WORK TO DO: Copy the lines of the material from the line containing "query: the noun phrase to segment: overcast" through the line containing "Trace the outline of every instance of the overcast", both included, reproducing each one verbatim.

INPUT DATA:
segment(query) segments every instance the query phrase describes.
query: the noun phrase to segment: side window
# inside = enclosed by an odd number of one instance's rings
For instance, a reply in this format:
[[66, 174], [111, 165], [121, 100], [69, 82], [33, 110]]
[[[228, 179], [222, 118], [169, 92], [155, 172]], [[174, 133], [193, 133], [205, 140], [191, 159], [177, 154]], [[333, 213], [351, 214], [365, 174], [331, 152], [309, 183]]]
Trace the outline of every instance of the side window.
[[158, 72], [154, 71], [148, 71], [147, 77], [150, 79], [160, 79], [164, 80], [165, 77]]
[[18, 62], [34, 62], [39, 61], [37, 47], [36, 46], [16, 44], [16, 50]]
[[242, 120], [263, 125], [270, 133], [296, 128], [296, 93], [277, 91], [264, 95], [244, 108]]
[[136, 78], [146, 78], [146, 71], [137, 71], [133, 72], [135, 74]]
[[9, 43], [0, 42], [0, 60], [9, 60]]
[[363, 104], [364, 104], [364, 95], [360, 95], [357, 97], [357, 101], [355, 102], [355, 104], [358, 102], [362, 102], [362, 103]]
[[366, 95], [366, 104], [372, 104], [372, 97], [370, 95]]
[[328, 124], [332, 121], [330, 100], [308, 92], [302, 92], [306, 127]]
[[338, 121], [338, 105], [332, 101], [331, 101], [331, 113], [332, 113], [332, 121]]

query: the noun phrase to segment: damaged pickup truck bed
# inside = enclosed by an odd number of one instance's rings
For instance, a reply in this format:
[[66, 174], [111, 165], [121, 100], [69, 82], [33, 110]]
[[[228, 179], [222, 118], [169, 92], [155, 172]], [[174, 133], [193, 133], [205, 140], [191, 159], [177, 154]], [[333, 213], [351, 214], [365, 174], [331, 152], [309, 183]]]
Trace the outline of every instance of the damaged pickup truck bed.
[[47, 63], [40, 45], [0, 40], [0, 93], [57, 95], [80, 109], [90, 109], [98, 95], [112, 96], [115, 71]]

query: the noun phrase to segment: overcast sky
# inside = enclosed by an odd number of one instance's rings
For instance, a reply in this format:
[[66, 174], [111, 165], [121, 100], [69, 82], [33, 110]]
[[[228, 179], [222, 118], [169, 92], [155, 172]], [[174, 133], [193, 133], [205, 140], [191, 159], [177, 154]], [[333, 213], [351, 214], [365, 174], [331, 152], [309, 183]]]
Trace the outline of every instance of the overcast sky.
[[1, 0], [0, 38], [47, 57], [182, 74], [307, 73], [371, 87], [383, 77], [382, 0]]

WRITTEN SOLUTION:
query: the noun phrase to segment: overcast sky
# inside = enclosed by an odd number of one instance's rings
For instance, a reply in this format:
[[66, 174], [111, 165], [121, 100], [69, 82], [33, 110]]
[[[228, 179], [222, 118], [169, 92], [155, 172]], [[174, 133], [193, 133], [205, 140], [191, 159], [177, 154]], [[333, 213], [351, 214], [365, 174], [331, 152], [309, 183]]]
Trace the outline of every instance of the overcast sky.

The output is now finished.